**Source passage**
# Another integral

1. Jul 26, 2004

### Ornum

Hello again people, thank you for the help I recieved on the last integral I posted here but never got around to replying to, the help was much appreciated. However i've encountered another integral which for some reason I just cannot seem to solve, being:

$\int \frac{\cot x}{\sin x}\,dx$

If anyone can aid me in solving this I would be very glad. Thanks in advance.

2. Jul 26, 2004

### pnaj

$${d \over {dx}}({1 \over {f(x)}}) = {{ - f'(x)} \over {f(x)^2 }}$$

3. Jul 26, 2004

### AKG

In many situations, it's really simple just to express everything in terms of sine and cosine:

$\int \frac{\cos x}{\sin ^2 x}\,dx$

Let $u = \sin x$, therefore $dx = du/\cos x$. Making the substitution:

$\int \frac{du}{u^2} = -u^{-1} + C = -\csc x + C$

4. Jul 26, 2004

### Ornum

Thank you very much, now you've just shown me I cannot believe how I missed that, however that tends to be how it always is.

5. Jul 27, 2004

### pnaj

I always get frustrated when something was staring me in the face but I couldn't see it. That's why I thought a hint may be of more help that the 'full' solution.

Paul.

6. Jul 27, 2004

### pnaj

I'd always get frustrated when I couldn't see something staring me in the face. That's why I thought a hint may be of more help that the 'full' solution.

Paul.

7. Aug 7, 2004

### Dr.Brain

or u can write the above integrl as

INTEGRAL OF cosx cosec(sqr)x

take cosec(sqr)x as 2nd function and integrate by parts ...gives u answer instantly...

8. Aug 7, 2004

### maverick280857

Some general advice: after you have an integral in a "standard looking form" (not even a standard form, for you wouldn't be reading my advice if it were in a standard form) try integration by parts keeping the ILATE rule in mind

I = inverse trigonometric function
L = logarithmic function
A = algebraic function
T = trigonometric function
E = exponential function

This order gives you an idea of which function to chose as u and which to chose v, when you wish to evaluate the integral $$\int u dv$$.

$$\int udv = uv - \int vdu$$

By the way, Dr. Brain are you from India? My guess is that you're in class 11/12. Correct me if I am wrong ;-)

**Stored rows**
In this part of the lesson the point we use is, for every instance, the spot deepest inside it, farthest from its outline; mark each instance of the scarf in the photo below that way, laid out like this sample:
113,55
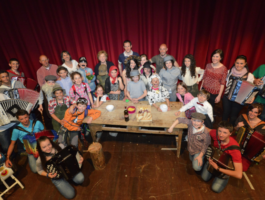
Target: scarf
239,73
113,78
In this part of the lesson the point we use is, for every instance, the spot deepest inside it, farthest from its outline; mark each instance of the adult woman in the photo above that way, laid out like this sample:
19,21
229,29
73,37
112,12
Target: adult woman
102,58
114,85
251,121
70,64
157,92
170,75
214,77
131,63
189,73
47,149
147,73
239,71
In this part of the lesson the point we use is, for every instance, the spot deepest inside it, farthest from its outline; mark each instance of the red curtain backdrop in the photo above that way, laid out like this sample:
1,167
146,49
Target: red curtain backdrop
30,28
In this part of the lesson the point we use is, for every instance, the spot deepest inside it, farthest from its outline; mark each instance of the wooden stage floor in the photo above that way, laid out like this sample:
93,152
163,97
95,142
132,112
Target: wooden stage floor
137,169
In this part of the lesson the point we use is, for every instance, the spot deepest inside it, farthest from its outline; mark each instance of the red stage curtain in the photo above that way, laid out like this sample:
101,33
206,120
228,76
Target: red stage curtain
83,27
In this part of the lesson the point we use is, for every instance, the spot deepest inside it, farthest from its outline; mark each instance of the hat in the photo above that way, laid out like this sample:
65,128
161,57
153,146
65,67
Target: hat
56,88
134,73
82,59
197,115
102,70
50,78
168,58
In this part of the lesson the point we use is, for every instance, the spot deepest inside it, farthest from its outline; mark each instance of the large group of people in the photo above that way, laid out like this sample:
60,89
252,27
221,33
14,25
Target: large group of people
71,93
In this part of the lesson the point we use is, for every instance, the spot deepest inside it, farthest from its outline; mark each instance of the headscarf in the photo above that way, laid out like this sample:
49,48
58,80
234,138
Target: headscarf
114,78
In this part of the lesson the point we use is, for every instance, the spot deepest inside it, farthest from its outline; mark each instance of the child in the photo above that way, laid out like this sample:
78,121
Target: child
202,106
198,138
189,73
57,107
100,97
143,61
114,85
225,140
136,90
85,71
185,97
64,79
45,97
147,73
157,92
73,119
80,89
170,75
13,72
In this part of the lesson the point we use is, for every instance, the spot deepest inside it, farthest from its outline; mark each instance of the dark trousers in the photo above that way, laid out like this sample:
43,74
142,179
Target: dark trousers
231,110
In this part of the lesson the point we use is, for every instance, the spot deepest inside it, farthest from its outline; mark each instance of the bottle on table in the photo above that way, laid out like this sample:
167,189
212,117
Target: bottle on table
126,114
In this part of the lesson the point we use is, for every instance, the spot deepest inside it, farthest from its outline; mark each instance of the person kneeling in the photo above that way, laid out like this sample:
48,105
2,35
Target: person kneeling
224,132
198,138
47,149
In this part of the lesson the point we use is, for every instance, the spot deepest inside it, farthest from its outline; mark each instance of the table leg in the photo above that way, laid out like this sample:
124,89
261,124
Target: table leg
94,128
178,142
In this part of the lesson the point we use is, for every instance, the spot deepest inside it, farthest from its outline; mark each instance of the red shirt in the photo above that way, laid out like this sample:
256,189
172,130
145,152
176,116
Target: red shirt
236,154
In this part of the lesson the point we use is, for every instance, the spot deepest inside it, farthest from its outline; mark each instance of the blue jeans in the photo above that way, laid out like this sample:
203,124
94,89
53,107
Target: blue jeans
195,164
32,163
64,186
219,184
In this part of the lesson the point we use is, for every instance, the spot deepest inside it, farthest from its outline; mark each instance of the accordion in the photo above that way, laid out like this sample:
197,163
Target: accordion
240,91
9,108
65,163
252,144
221,158
30,140
23,94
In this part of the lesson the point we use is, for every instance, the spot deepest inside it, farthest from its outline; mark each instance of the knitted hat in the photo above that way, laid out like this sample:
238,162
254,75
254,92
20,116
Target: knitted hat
50,78
197,115
168,58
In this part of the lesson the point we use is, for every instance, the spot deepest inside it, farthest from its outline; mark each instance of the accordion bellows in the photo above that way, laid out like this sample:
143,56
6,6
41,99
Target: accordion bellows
30,141
9,108
24,94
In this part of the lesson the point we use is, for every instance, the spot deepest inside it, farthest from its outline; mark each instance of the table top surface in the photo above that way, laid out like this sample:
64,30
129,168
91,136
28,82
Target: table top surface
159,119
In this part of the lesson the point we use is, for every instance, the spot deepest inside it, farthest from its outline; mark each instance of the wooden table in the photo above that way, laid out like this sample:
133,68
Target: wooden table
161,121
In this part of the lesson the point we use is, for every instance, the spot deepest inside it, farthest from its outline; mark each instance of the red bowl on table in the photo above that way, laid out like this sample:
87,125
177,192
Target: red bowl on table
131,109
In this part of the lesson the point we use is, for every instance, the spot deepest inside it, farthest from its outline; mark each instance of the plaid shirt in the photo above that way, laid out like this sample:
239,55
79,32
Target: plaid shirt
80,93
53,104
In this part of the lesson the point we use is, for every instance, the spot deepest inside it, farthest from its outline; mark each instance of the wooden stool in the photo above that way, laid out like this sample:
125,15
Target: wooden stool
5,173
97,156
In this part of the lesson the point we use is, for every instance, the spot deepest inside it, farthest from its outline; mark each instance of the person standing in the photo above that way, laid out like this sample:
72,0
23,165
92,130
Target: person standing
45,70
159,59
127,45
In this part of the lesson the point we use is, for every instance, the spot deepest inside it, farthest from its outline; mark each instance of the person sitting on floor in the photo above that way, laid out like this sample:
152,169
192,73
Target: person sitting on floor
202,106
223,133
198,138
157,92
29,126
47,149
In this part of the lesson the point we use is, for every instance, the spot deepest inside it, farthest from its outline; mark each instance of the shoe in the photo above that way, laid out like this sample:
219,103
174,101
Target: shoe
113,134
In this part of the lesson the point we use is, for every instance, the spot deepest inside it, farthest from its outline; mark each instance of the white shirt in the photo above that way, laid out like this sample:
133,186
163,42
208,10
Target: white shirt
73,69
205,109
188,80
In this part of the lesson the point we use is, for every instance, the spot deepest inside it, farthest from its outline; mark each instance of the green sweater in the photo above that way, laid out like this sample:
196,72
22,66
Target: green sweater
259,73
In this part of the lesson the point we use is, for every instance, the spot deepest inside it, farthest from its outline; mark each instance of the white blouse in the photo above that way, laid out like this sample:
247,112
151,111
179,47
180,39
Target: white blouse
73,69
190,81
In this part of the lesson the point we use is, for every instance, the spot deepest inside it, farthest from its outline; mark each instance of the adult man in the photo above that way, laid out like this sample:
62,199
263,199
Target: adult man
159,59
127,45
5,130
29,126
45,70
223,137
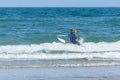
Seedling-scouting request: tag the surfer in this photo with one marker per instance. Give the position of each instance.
(72, 37)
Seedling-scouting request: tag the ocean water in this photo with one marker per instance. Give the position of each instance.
(28, 37)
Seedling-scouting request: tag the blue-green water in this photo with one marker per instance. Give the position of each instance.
(31, 34)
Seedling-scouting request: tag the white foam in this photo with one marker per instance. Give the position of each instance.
(43, 51)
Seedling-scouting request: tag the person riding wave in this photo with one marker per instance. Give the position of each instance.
(72, 38)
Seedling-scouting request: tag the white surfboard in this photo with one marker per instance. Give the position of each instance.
(61, 40)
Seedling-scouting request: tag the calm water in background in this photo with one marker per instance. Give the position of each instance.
(28, 36)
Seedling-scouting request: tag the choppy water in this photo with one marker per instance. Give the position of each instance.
(28, 36)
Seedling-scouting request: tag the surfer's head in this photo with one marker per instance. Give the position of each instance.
(73, 31)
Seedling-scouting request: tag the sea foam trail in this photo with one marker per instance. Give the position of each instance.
(61, 51)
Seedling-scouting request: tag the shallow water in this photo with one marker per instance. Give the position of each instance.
(28, 37)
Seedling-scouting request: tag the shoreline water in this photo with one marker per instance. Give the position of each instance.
(79, 73)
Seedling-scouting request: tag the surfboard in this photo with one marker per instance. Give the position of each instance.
(61, 40)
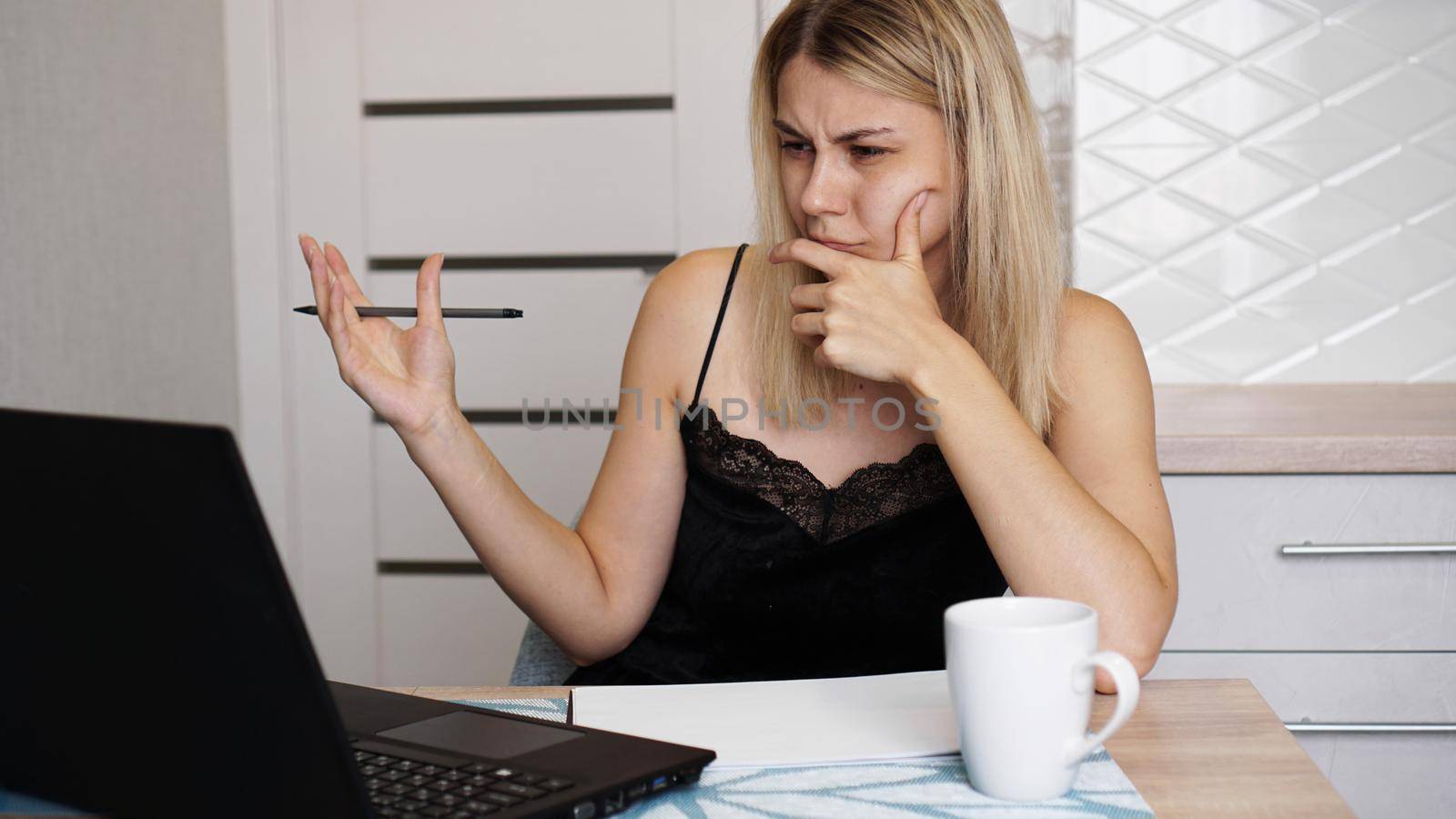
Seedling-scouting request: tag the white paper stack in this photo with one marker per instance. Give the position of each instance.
(793, 722)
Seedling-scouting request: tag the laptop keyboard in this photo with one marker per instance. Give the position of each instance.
(405, 787)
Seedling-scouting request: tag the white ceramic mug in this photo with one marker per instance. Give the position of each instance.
(1021, 673)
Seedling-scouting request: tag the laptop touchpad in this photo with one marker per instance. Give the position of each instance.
(480, 734)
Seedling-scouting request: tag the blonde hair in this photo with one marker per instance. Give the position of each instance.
(1006, 270)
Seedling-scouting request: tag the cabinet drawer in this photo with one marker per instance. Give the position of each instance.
(1339, 687)
(1385, 775)
(1245, 583)
(568, 344)
(448, 630)
(521, 184)
(548, 48)
(555, 467)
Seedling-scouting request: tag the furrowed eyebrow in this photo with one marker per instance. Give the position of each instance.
(844, 137)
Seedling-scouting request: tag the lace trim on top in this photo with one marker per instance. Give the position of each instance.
(873, 493)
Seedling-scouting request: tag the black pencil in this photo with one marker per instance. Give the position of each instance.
(444, 312)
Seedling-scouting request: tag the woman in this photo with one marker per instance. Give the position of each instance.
(910, 257)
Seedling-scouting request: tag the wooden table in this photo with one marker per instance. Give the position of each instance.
(1193, 748)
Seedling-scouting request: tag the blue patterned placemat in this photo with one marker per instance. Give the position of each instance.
(914, 787)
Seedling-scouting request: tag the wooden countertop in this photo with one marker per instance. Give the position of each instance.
(1298, 428)
(1191, 748)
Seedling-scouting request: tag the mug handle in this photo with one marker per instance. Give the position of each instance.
(1127, 688)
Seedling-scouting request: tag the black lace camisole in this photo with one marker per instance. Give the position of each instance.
(776, 576)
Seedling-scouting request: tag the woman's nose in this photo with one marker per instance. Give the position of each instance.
(826, 189)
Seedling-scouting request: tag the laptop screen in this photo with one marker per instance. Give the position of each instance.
(152, 656)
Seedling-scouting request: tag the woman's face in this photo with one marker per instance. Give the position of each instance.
(854, 189)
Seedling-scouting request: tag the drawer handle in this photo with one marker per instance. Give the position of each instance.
(1372, 727)
(1307, 548)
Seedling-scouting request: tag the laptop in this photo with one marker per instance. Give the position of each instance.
(153, 661)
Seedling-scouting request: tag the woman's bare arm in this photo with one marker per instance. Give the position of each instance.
(590, 589)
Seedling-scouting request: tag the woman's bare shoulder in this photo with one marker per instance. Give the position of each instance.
(681, 307)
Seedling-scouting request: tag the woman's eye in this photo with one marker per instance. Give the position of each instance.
(868, 152)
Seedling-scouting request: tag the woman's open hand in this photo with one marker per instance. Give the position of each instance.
(407, 376)
(873, 318)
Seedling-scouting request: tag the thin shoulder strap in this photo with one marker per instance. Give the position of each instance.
(723, 309)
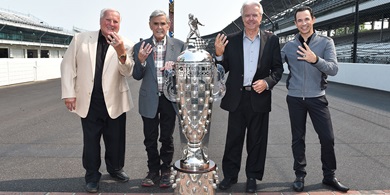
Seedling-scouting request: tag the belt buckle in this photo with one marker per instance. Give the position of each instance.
(248, 88)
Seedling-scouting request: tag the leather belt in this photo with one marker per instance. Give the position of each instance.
(247, 88)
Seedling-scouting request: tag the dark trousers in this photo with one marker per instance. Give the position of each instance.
(96, 124)
(165, 117)
(320, 117)
(256, 140)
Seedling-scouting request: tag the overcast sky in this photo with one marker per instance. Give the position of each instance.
(84, 14)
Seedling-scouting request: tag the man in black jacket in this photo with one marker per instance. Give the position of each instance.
(252, 58)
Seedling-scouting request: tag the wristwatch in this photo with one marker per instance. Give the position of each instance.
(123, 56)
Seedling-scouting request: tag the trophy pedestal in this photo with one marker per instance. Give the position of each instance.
(194, 181)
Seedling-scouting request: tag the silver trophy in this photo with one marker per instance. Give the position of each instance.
(195, 83)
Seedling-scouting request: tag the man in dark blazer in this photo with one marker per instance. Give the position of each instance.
(252, 59)
(152, 56)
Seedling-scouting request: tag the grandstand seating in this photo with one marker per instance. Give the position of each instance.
(374, 53)
(12, 16)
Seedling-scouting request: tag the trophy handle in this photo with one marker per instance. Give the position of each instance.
(219, 80)
(169, 87)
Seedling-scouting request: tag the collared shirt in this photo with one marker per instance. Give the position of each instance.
(159, 50)
(101, 52)
(251, 58)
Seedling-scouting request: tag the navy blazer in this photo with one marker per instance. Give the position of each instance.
(148, 92)
(269, 68)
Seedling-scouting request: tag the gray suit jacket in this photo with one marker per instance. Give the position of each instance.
(148, 92)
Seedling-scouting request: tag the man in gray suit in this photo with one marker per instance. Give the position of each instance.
(152, 56)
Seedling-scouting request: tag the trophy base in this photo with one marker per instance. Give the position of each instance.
(180, 166)
(190, 182)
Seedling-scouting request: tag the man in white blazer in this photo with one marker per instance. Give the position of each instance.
(93, 81)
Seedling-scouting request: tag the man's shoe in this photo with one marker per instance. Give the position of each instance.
(165, 179)
(120, 176)
(226, 183)
(251, 186)
(150, 179)
(92, 187)
(333, 182)
(299, 184)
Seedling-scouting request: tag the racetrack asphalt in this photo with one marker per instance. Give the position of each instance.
(41, 144)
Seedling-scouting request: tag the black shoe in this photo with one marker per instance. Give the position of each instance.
(227, 183)
(251, 186)
(299, 184)
(333, 182)
(92, 187)
(165, 179)
(120, 176)
(150, 179)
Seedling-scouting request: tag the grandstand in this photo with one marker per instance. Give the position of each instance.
(334, 18)
(25, 36)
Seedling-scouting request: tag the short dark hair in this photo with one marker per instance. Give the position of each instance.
(303, 8)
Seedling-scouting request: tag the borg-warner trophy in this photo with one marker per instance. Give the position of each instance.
(195, 83)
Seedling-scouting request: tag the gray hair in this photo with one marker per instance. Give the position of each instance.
(103, 12)
(156, 13)
(251, 2)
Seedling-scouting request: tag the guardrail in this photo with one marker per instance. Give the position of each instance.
(13, 71)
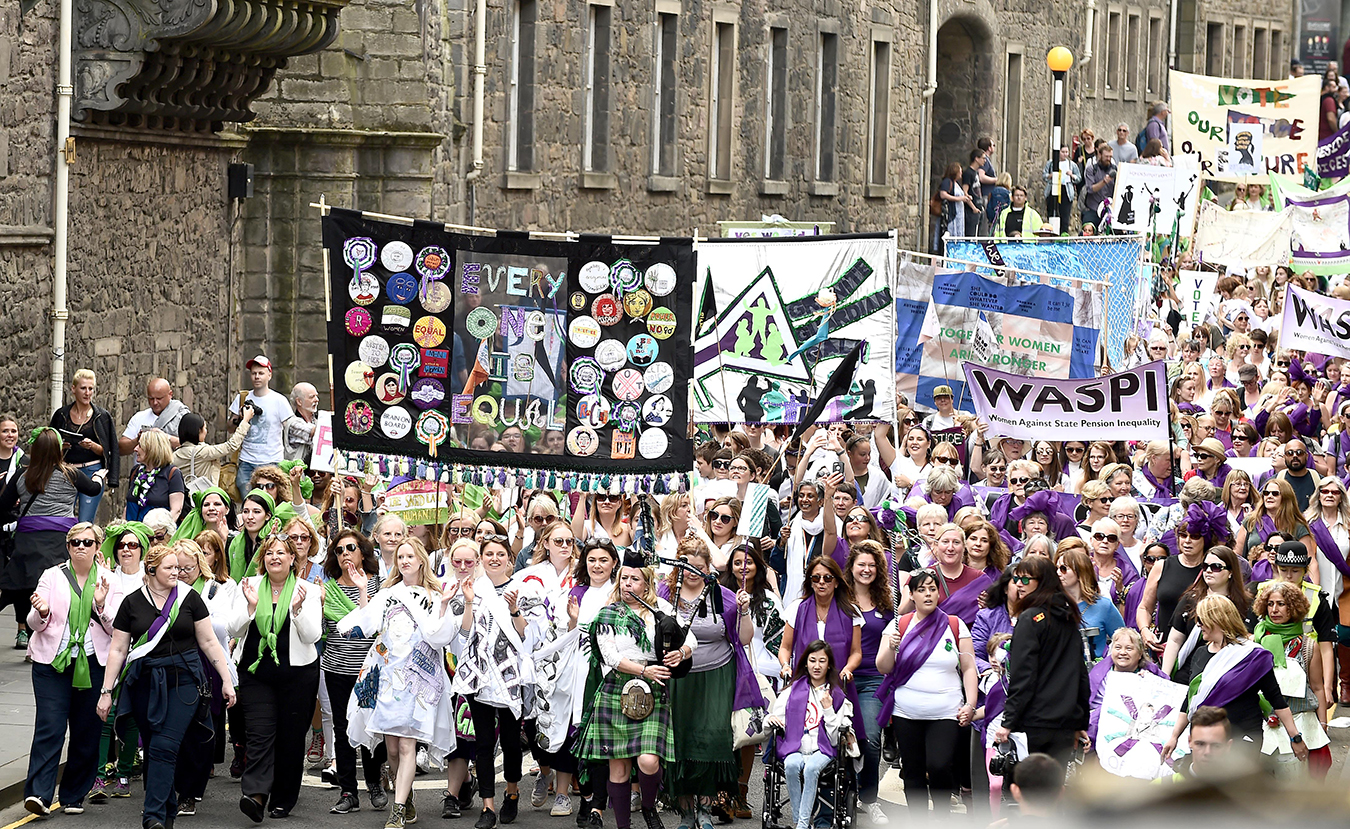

**Exercise description**
Name every kind of function that the ILATE rule in the integral thread covers, in the order the thread gives them.

**Correct response**
1. Inverse trigonometric function
2. Logarithmic function
3. Algebraic function
4. Trigonometric function
5. Exponential function